◆ **RECORD EXCERPTS**
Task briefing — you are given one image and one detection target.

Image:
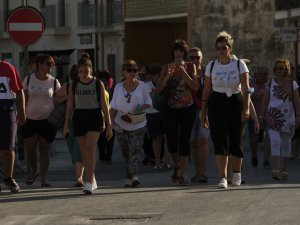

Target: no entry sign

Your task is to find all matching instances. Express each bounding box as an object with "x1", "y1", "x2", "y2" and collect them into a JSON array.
[{"x1": 7, "y1": 6, "x2": 45, "y2": 46}]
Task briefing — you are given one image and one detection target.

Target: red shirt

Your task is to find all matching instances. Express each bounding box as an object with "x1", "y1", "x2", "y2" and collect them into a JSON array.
[{"x1": 0, "y1": 61, "x2": 23, "y2": 108}]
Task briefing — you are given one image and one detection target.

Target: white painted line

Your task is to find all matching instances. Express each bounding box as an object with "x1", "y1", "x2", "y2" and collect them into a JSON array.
[{"x1": 9, "y1": 23, "x2": 42, "y2": 31}]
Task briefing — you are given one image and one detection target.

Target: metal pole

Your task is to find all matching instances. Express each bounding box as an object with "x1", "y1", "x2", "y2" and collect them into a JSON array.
[{"x1": 17, "y1": 0, "x2": 29, "y2": 163}]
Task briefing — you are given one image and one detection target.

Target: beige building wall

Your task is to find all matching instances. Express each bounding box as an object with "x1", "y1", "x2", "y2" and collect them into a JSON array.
[{"x1": 188, "y1": 0, "x2": 295, "y2": 72}]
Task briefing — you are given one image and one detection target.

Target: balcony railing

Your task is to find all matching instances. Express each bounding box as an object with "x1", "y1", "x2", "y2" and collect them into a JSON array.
[
  {"x1": 0, "y1": 10, "x2": 10, "y2": 32},
  {"x1": 275, "y1": 0, "x2": 300, "y2": 11},
  {"x1": 78, "y1": 2, "x2": 95, "y2": 26},
  {"x1": 105, "y1": 1, "x2": 123, "y2": 25},
  {"x1": 41, "y1": 5, "x2": 69, "y2": 28}
]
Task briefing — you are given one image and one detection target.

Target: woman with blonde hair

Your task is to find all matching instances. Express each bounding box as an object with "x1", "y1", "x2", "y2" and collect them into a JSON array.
[
  {"x1": 259, "y1": 59, "x2": 300, "y2": 180},
  {"x1": 201, "y1": 31, "x2": 250, "y2": 188}
]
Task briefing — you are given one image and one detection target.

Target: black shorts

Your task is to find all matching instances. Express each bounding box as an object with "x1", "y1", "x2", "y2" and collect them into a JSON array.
[
  {"x1": 22, "y1": 118, "x2": 57, "y2": 143},
  {"x1": 146, "y1": 112, "x2": 165, "y2": 138},
  {"x1": 72, "y1": 109, "x2": 103, "y2": 137},
  {"x1": 0, "y1": 110, "x2": 17, "y2": 150}
]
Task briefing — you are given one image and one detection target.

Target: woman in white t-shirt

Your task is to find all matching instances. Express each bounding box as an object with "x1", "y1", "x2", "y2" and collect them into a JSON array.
[
  {"x1": 110, "y1": 60, "x2": 152, "y2": 187},
  {"x1": 201, "y1": 32, "x2": 250, "y2": 188},
  {"x1": 22, "y1": 54, "x2": 60, "y2": 187},
  {"x1": 259, "y1": 59, "x2": 300, "y2": 180}
]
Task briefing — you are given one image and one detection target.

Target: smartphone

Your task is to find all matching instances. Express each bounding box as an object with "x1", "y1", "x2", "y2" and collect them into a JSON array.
[{"x1": 175, "y1": 58, "x2": 182, "y2": 65}]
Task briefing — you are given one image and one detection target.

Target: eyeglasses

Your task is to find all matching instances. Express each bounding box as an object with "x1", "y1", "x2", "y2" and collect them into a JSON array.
[
  {"x1": 124, "y1": 93, "x2": 131, "y2": 103},
  {"x1": 274, "y1": 66, "x2": 285, "y2": 71},
  {"x1": 44, "y1": 62, "x2": 52, "y2": 66},
  {"x1": 126, "y1": 69, "x2": 137, "y2": 73},
  {"x1": 190, "y1": 55, "x2": 201, "y2": 60},
  {"x1": 216, "y1": 45, "x2": 227, "y2": 51}
]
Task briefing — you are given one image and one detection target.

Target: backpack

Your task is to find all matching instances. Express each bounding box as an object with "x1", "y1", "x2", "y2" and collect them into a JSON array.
[
  {"x1": 72, "y1": 78, "x2": 101, "y2": 108},
  {"x1": 209, "y1": 59, "x2": 241, "y2": 75}
]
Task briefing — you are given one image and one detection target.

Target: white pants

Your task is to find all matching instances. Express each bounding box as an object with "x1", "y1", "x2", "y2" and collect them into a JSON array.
[{"x1": 269, "y1": 129, "x2": 292, "y2": 157}]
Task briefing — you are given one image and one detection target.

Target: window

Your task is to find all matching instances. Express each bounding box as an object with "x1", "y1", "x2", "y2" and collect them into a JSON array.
[{"x1": 40, "y1": 0, "x2": 46, "y2": 9}]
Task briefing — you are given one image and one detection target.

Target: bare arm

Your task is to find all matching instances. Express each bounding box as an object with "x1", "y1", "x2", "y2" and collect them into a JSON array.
[
  {"x1": 153, "y1": 64, "x2": 174, "y2": 93},
  {"x1": 100, "y1": 81, "x2": 113, "y2": 140},
  {"x1": 240, "y1": 73, "x2": 250, "y2": 121},
  {"x1": 200, "y1": 77, "x2": 212, "y2": 128},
  {"x1": 63, "y1": 82, "x2": 74, "y2": 137},
  {"x1": 16, "y1": 90, "x2": 26, "y2": 126},
  {"x1": 176, "y1": 64, "x2": 200, "y2": 91}
]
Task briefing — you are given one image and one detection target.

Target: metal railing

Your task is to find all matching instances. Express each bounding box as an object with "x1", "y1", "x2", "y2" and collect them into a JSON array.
[
  {"x1": 41, "y1": 5, "x2": 69, "y2": 28},
  {"x1": 78, "y1": 2, "x2": 95, "y2": 26},
  {"x1": 275, "y1": 0, "x2": 300, "y2": 11},
  {"x1": 105, "y1": 1, "x2": 123, "y2": 25}
]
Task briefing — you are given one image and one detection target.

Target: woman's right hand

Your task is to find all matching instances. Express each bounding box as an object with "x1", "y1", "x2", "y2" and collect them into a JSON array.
[
  {"x1": 63, "y1": 126, "x2": 70, "y2": 139},
  {"x1": 200, "y1": 111, "x2": 209, "y2": 128}
]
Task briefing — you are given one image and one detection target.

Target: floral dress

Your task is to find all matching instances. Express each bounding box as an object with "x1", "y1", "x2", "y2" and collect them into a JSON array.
[{"x1": 266, "y1": 79, "x2": 298, "y2": 134}]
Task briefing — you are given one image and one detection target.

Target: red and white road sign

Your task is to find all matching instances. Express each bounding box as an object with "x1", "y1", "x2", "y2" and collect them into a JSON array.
[{"x1": 7, "y1": 6, "x2": 45, "y2": 46}]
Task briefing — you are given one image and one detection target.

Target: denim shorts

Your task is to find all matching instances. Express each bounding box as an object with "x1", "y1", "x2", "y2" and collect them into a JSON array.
[{"x1": 0, "y1": 110, "x2": 17, "y2": 151}]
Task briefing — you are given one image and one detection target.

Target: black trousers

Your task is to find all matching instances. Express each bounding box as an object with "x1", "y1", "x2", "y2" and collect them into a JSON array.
[
  {"x1": 207, "y1": 92, "x2": 244, "y2": 158},
  {"x1": 164, "y1": 105, "x2": 196, "y2": 156}
]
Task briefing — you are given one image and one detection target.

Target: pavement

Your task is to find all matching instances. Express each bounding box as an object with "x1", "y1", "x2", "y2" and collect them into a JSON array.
[{"x1": 0, "y1": 132, "x2": 300, "y2": 225}]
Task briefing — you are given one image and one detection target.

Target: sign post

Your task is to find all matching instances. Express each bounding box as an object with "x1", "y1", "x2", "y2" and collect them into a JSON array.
[{"x1": 7, "y1": 5, "x2": 45, "y2": 163}]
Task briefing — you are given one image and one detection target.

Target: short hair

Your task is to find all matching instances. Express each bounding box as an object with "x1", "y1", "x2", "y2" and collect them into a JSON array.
[
  {"x1": 78, "y1": 52, "x2": 93, "y2": 69},
  {"x1": 149, "y1": 63, "x2": 162, "y2": 75},
  {"x1": 273, "y1": 59, "x2": 291, "y2": 77},
  {"x1": 35, "y1": 53, "x2": 55, "y2": 67},
  {"x1": 70, "y1": 65, "x2": 78, "y2": 80},
  {"x1": 215, "y1": 31, "x2": 233, "y2": 49},
  {"x1": 122, "y1": 59, "x2": 138, "y2": 71},
  {"x1": 189, "y1": 47, "x2": 202, "y2": 53},
  {"x1": 171, "y1": 39, "x2": 189, "y2": 59}
]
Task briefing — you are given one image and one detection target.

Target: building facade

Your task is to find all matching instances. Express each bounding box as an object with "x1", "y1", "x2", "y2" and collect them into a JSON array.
[
  {"x1": 125, "y1": 0, "x2": 188, "y2": 66},
  {"x1": 0, "y1": 0, "x2": 124, "y2": 80},
  {"x1": 188, "y1": 0, "x2": 299, "y2": 74}
]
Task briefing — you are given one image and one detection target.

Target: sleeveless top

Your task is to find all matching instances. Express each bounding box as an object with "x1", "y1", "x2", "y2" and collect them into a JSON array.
[
  {"x1": 267, "y1": 79, "x2": 298, "y2": 134},
  {"x1": 74, "y1": 78, "x2": 100, "y2": 109},
  {"x1": 167, "y1": 63, "x2": 194, "y2": 109}
]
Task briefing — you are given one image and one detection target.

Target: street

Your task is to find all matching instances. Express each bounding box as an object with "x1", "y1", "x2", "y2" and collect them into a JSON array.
[{"x1": 0, "y1": 135, "x2": 300, "y2": 225}]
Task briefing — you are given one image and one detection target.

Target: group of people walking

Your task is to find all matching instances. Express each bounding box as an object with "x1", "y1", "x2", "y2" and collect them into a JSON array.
[{"x1": 0, "y1": 32, "x2": 300, "y2": 194}]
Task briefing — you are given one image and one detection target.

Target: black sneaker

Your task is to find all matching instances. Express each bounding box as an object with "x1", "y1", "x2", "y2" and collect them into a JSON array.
[
  {"x1": 251, "y1": 157, "x2": 258, "y2": 167},
  {"x1": 4, "y1": 178, "x2": 20, "y2": 193},
  {"x1": 263, "y1": 161, "x2": 271, "y2": 169}
]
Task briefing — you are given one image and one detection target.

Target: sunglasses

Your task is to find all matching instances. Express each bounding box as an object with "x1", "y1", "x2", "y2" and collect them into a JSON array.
[
  {"x1": 274, "y1": 66, "x2": 285, "y2": 71},
  {"x1": 190, "y1": 56, "x2": 201, "y2": 60},
  {"x1": 126, "y1": 69, "x2": 137, "y2": 73},
  {"x1": 124, "y1": 93, "x2": 131, "y2": 103},
  {"x1": 216, "y1": 45, "x2": 227, "y2": 51},
  {"x1": 44, "y1": 62, "x2": 52, "y2": 66}
]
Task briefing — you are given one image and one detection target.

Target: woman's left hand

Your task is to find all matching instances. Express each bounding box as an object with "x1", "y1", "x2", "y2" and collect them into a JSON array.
[
  {"x1": 295, "y1": 117, "x2": 300, "y2": 129},
  {"x1": 241, "y1": 109, "x2": 250, "y2": 121},
  {"x1": 106, "y1": 125, "x2": 113, "y2": 140}
]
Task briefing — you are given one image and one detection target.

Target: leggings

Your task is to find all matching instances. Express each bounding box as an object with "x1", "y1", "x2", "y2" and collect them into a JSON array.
[
  {"x1": 164, "y1": 105, "x2": 196, "y2": 156},
  {"x1": 207, "y1": 92, "x2": 244, "y2": 158},
  {"x1": 269, "y1": 129, "x2": 292, "y2": 157}
]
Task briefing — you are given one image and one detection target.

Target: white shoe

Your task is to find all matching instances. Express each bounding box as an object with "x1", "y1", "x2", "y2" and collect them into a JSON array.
[
  {"x1": 93, "y1": 179, "x2": 98, "y2": 190},
  {"x1": 83, "y1": 183, "x2": 93, "y2": 195},
  {"x1": 232, "y1": 173, "x2": 242, "y2": 186},
  {"x1": 218, "y1": 178, "x2": 228, "y2": 188}
]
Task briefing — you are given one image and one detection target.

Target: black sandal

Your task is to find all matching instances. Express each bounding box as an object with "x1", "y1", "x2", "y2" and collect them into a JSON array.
[
  {"x1": 25, "y1": 173, "x2": 39, "y2": 185},
  {"x1": 171, "y1": 167, "x2": 180, "y2": 183}
]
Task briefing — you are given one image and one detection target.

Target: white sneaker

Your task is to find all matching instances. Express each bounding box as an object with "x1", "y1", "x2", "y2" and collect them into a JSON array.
[
  {"x1": 232, "y1": 173, "x2": 242, "y2": 186},
  {"x1": 93, "y1": 179, "x2": 98, "y2": 190},
  {"x1": 83, "y1": 182, "x2": 93, "y2": 195},
  {"x1": 218, "y1": 178, "x2": 228, "y2": 188}
]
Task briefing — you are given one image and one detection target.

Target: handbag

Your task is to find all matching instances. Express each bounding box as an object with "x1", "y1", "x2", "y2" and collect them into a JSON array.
[
  {"x1": 150, "y1": 88, "x2": 169, "y2": 111},
  {"x1": 47, "y1": 101, "x2": 67, "y2": 130},
  {"x1": 47, "y1": 79, "x2": 69, "y2": 130}
]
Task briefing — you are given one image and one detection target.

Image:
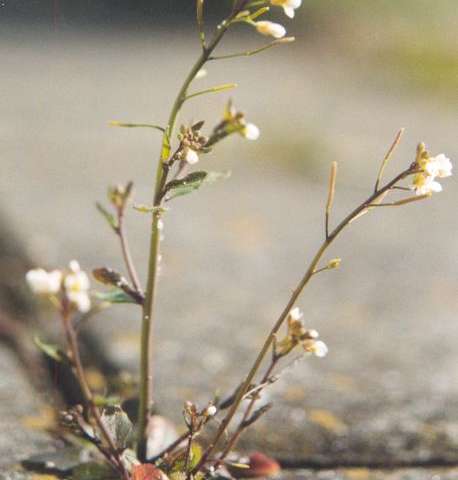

◆ **WHAT TO WORK ON**
Filter the rows above down to the lines that contain the string "black", and copy each of those lines in full. The match is case-sensitive.

◆ **SOLUTION**
Target: black shorts
Target: black trousers
Target: black sneaker
Target: black sandal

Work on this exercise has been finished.